INSTRUCTION: Count the lines in the records below that contain the word "gray" and reply with the number alone.

RECORDS PROVIDED:
######
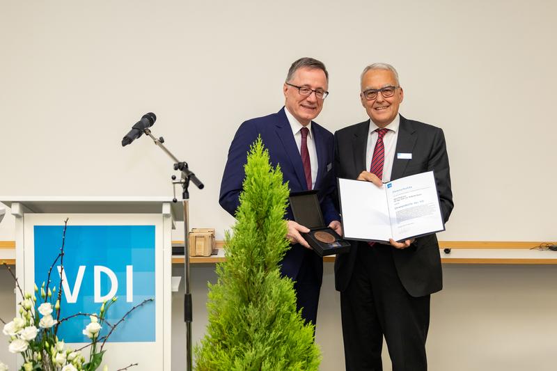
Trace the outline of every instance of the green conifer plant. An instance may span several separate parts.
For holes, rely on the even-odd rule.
######
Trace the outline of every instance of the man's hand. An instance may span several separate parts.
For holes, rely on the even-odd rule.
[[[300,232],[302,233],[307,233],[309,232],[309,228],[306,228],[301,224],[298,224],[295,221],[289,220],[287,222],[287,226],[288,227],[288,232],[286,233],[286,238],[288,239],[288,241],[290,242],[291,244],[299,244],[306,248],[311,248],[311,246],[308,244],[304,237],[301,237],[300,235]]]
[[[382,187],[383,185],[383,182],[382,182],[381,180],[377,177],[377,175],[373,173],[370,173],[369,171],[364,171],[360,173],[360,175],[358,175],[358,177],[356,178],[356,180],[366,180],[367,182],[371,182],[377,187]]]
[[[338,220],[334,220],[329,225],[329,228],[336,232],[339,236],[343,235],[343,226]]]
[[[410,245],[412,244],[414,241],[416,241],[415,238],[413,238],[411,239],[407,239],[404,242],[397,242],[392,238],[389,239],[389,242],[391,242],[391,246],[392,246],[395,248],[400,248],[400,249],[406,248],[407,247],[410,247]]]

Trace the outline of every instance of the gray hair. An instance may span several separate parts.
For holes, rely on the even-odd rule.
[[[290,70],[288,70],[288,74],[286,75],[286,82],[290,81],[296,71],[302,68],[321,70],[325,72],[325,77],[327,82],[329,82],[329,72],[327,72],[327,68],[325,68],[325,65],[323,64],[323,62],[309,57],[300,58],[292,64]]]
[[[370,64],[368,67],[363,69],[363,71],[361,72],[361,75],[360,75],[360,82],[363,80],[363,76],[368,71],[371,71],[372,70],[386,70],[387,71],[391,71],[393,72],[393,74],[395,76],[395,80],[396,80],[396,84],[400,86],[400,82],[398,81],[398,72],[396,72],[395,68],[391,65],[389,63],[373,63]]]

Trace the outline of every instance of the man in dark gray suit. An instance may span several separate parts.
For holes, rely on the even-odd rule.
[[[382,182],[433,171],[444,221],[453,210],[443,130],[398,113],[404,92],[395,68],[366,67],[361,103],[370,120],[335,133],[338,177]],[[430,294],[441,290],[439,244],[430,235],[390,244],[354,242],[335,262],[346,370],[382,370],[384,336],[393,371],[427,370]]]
######
EXERCISE ANSWER: 2